---------- EXCERPT PROVIDED

What’s been really scary and really hard while writing the first draft
This is a list of things that I found unpleasant as I was writing the first draft of my first book. Maybe you’ll find it interesting; maybe you’ll recognize things similar to what you go through in your own creative endeavours. I would love to hear from you if it did. Writing all this down has already helped me.
1. Feeling overwhelmed
And in two different ways, at least.
The first was just the immense scope of the project. The first day I saw my book as a hollow scaffolding of forty-something chapters made me incredibly happy — this was the day the book became real in the first of many different ways — but it also filled my eyes with tears. It wasn’t just that this was a monumental task… it was also that for half of these chapters I only had the faintest idea of what I’d write about.
The second way was juggling everything necessary to keep the project going. What surprised me was how little writing the book was the actual act of writing. Just keeping my database up to date and filing things in the right pockets took an astonishing amount of effort — let alone following up with people, planning future interviews, reading new things, answering to tweets and emails, and so on.
What did I do to help myself:
- I celebrated accomplishments. Every finished chapter was a bit of a routine where I’d replace the sticky note on the wall, summarize the writing, etc. (Towards the end, I even made it public with [much-hated] selfies.) Every time I achieved Inbox Zero in my database, or processed all the browser tabs, I made a little happy dance. And I talked about bigger milestones just to recognize they happened.

--------------------
---------- DATA LISTING

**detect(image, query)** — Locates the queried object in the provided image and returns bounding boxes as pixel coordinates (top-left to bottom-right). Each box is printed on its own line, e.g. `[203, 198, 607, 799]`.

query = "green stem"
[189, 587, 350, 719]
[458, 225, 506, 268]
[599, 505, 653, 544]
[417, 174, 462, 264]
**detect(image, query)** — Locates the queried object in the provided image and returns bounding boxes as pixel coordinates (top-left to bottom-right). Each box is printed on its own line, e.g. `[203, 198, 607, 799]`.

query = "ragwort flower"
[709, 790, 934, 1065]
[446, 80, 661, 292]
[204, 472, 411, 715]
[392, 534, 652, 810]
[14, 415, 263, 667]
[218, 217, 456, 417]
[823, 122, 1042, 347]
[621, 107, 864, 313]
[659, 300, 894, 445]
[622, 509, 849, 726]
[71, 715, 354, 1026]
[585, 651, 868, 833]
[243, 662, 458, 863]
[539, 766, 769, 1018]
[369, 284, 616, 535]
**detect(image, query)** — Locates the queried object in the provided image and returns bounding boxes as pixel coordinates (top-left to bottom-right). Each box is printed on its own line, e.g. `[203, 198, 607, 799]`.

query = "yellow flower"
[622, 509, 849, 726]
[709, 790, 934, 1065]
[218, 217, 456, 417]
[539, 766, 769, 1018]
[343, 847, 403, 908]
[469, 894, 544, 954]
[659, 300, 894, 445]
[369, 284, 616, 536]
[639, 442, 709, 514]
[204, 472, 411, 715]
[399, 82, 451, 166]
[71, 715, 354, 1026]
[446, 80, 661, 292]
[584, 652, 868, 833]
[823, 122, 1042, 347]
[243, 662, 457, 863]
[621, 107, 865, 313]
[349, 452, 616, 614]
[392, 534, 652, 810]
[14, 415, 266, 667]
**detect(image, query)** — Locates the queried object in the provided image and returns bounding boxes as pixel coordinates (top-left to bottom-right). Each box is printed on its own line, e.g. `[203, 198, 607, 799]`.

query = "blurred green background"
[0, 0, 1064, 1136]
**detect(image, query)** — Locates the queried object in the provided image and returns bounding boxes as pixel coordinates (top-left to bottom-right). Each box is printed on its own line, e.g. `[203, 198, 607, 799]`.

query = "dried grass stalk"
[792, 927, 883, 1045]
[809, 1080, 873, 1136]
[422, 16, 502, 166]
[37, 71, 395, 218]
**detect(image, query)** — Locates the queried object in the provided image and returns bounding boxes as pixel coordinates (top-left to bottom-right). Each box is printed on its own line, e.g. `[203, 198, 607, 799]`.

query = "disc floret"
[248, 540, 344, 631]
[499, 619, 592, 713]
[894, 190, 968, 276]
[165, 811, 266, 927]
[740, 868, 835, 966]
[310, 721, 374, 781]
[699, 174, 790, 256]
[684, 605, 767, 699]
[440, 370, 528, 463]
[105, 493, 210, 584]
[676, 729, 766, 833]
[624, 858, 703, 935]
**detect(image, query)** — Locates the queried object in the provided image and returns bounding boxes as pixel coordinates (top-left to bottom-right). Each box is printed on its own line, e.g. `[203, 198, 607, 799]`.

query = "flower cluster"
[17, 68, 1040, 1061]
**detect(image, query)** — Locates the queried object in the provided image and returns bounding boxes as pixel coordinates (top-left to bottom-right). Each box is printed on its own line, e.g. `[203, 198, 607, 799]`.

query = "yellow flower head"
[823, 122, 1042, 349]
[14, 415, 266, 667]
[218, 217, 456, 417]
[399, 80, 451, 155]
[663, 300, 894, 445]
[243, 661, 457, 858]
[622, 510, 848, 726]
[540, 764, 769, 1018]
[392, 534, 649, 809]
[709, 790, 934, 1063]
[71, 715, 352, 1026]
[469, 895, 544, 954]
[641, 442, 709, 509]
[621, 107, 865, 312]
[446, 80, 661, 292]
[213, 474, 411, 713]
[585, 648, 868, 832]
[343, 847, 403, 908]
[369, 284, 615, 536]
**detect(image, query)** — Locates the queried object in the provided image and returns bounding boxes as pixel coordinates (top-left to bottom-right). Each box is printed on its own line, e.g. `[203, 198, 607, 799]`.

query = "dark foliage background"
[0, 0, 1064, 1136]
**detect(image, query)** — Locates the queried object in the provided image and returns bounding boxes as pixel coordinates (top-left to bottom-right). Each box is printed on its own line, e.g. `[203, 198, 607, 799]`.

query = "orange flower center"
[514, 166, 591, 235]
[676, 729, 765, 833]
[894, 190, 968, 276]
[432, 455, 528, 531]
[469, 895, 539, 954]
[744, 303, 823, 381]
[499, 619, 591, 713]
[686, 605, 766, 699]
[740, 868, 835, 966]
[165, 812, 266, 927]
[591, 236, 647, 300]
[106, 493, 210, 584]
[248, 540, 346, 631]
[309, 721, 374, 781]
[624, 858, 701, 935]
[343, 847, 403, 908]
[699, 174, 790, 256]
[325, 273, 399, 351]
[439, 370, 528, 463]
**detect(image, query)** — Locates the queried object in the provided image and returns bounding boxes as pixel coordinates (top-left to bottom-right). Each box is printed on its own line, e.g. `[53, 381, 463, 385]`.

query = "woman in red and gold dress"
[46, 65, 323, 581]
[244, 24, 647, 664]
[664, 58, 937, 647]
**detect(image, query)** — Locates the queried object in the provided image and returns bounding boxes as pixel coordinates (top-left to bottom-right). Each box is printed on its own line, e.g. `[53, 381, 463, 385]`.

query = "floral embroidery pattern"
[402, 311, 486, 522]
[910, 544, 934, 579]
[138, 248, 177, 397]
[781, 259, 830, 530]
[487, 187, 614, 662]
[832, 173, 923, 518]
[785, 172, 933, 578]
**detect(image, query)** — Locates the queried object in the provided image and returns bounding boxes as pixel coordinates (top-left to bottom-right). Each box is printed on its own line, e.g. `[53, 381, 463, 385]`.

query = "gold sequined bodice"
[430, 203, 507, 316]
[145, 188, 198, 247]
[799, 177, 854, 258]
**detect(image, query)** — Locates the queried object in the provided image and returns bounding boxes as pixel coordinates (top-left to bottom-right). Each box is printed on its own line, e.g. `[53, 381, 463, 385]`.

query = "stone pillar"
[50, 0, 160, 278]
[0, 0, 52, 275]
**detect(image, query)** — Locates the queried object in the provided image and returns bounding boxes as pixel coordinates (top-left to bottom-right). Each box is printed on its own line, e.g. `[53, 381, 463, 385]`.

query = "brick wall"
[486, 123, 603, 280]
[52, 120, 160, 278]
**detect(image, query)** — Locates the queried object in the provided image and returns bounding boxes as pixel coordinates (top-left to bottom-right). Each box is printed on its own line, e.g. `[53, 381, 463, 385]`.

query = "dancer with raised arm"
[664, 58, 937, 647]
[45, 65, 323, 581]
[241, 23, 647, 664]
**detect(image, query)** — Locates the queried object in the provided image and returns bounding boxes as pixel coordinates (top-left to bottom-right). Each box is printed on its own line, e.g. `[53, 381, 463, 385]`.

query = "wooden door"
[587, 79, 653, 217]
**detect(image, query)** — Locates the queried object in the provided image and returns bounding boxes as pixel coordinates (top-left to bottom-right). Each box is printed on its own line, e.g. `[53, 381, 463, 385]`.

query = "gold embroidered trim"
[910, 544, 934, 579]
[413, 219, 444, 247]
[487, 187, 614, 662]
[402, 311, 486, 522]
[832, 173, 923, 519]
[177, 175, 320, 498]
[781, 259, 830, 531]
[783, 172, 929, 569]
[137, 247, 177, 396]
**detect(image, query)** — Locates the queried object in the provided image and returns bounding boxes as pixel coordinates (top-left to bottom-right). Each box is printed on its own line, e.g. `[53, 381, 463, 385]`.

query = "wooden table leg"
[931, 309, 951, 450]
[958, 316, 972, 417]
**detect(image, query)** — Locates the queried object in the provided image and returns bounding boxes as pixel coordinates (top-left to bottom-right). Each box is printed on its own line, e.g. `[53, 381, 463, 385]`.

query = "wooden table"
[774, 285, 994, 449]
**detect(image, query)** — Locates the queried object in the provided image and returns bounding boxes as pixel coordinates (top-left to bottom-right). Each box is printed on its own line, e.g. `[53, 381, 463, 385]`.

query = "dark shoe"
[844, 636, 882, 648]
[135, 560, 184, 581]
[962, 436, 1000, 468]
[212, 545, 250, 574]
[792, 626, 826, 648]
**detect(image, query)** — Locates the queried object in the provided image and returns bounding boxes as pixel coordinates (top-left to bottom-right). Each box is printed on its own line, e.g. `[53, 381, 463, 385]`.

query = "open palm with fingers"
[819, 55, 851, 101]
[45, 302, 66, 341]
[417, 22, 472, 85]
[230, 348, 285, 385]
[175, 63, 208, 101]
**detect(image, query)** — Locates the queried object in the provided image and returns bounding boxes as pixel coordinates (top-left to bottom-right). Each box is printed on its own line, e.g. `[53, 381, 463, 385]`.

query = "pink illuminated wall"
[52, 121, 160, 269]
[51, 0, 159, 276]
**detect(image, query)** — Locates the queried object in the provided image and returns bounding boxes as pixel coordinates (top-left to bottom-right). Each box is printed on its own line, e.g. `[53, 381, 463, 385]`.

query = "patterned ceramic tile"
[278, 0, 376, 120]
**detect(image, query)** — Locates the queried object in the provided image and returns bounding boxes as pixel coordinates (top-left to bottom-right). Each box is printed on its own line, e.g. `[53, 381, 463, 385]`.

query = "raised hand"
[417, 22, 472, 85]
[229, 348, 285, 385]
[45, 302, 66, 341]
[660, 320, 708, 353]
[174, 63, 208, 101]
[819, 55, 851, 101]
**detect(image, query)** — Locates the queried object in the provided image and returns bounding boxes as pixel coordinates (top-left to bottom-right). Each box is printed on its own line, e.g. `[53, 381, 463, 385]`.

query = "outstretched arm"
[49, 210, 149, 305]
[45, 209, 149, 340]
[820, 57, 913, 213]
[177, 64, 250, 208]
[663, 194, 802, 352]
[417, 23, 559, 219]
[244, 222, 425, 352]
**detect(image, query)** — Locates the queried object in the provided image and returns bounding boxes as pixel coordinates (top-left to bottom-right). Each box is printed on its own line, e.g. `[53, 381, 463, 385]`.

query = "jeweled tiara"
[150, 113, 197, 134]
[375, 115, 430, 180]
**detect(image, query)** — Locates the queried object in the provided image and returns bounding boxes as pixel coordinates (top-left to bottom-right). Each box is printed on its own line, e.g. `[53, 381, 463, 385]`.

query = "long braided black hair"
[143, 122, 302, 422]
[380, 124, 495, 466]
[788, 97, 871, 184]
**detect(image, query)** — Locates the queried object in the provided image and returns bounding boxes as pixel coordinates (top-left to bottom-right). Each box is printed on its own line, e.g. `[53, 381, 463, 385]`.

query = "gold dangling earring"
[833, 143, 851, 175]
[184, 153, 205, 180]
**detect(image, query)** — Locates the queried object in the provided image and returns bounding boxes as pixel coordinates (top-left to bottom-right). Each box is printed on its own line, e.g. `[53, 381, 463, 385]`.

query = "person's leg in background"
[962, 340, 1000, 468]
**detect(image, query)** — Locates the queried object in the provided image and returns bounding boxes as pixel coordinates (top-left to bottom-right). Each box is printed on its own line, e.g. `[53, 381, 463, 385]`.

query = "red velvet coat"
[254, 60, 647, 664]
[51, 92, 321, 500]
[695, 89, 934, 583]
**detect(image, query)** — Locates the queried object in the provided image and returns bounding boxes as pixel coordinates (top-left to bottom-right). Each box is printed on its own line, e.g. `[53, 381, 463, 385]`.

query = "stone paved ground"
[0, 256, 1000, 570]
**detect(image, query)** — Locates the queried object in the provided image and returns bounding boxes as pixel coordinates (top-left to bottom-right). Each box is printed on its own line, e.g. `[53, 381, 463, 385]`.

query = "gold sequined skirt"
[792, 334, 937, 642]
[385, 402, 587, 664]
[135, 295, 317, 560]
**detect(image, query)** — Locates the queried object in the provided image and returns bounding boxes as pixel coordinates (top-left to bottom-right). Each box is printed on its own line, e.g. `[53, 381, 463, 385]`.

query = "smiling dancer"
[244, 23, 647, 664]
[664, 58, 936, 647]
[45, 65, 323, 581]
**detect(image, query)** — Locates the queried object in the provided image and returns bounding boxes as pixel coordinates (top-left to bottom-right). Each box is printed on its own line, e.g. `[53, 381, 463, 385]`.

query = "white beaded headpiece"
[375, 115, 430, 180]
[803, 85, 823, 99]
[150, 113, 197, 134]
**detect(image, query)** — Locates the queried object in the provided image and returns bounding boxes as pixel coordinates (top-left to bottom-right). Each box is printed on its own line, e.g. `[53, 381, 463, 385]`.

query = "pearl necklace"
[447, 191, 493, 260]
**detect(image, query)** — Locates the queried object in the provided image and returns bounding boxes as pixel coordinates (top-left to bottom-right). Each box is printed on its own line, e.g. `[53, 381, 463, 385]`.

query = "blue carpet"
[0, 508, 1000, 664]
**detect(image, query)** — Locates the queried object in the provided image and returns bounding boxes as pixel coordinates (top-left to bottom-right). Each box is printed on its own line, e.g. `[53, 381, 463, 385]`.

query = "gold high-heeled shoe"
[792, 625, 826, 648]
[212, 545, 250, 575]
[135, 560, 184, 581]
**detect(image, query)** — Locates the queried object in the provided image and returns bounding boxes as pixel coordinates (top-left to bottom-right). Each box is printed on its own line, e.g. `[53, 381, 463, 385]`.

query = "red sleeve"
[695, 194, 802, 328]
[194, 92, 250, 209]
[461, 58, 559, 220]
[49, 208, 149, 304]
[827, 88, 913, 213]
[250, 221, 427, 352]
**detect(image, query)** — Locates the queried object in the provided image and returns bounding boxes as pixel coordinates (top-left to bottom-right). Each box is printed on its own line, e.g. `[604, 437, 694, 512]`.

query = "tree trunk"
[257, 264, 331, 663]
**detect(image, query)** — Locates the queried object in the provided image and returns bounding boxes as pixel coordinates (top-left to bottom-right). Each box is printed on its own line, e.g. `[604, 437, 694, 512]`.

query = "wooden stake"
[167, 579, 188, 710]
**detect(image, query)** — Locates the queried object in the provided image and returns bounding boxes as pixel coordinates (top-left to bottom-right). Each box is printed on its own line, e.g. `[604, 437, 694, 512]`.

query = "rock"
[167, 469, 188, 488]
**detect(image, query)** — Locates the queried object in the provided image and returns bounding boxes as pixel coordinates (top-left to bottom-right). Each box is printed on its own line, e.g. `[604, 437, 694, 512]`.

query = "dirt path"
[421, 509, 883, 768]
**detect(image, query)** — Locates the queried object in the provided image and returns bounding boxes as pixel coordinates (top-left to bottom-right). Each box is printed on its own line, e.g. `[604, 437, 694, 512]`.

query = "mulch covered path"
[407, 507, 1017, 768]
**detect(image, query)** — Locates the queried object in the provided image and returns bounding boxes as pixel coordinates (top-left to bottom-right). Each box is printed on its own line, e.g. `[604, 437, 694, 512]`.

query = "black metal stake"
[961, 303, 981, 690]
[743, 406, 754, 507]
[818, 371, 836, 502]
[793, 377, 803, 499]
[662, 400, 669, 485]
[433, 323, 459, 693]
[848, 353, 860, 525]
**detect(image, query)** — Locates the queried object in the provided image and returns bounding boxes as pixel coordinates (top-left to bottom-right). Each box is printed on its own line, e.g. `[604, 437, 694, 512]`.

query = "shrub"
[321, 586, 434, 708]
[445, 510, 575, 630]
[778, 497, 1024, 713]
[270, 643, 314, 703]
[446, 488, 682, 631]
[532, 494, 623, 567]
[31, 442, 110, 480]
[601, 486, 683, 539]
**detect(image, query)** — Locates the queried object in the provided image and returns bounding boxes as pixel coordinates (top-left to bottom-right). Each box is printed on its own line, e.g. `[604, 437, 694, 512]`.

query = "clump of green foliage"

--------------------

**WHAT THIS EXERCISE ASKS**
(A) In the post about writing a first draft, list the activities named after the database work (keeping it up to date and filing things) as part of what kept the project going.
(B) Answer these questions on the post about writing a first draft:
(i) How many chapters made up the scaffolding of the book?
(ii) For what share of those chapters did the writer have only the faintest idea of the content?
(iii) What was replaced on the wall each time a chapter was finished?
(C) Carry on the post about writing a first draft, starting after its final sentence.
The material above was taken from a separate source.

**ANSWERS IN ORDER**
(A) Following up with people, planning future interviews, reading new things, and answering to tweets and emails.

(B)
(i) Forty-something.
(ii) Half.
(iii) A sticky note.

(C)
- I have many wonderful friends who supported me in all this, but I also made an effort to seek out support; this was something that has been something historically difficult for me.
- I kept reminding myself this was a hard project, and it was okay to fail — as long as I was enjoying the process and learning from it, I would always remain ahead. (I still feel the same today; even though I’m pretty certain the book is going to come out, I feel like I already achieved a lot that can’t be taken away from me.)
- I clearly partitioned my calendar. Writing days were just for writing: no interruptions, no lunch plans. But there were also preparation days (planning the structure of the next chapter), research days, and rest days.
2. Feeling insecure about my writing
That’s sort of the obvious one: Am I good enough writer? It took many years to cross the threshold of feeling ready, when my English got to the point my Polish was decades ago. That feeling, however, doesn’t automatically allay all the fears, and it’s really funny to approach a book feeling pretty certain I could handle its typesetting, but much less so that I could handle what’s actually being typeset.
Writing en masse highlighted many of my bad writing patterns. (It was a bit like putting on a macro lens; one thing I noticed, for example, how often I used the word “simply” as a crutch.)
And then, so often I’d read someone else’s writing during that time, and notice how much better they are with putting together wonderful turns of phrase, or making smarter connections.
It’s very easy for all this to get to me, but this is how I tried to help with this part:
- I remember inviting a group of (good) photographers to the Computer History Museum to take photos of machines — something that I’ve done time and again, and enjoyed immensely. I always felt insecure about taking photos of inanimate objects, looking at it only as a stepping stone to taking photos of people. However, after the excursion, one of the people I admired came up to me and said this was really hard and I had no idea what to do! What I dismissed as a preamble was a rare skill of its own. And so, I am trying to embrace that I have a certain “fingerprint” as a writer: I am good at some things (putting a story together, explaining things, emotions, excitement, depth of research), but I don’t have to be good at everything. No one is. I can leave world-building to Stanisław Lem, endings to William Langewiesche, emotional depth to Helen Macdonald. There’ll still be plenty enough for me.
- Keep reminding myself that impostor syndrome is a real thing.
- Listen — really listen — when people tell me they like my writing.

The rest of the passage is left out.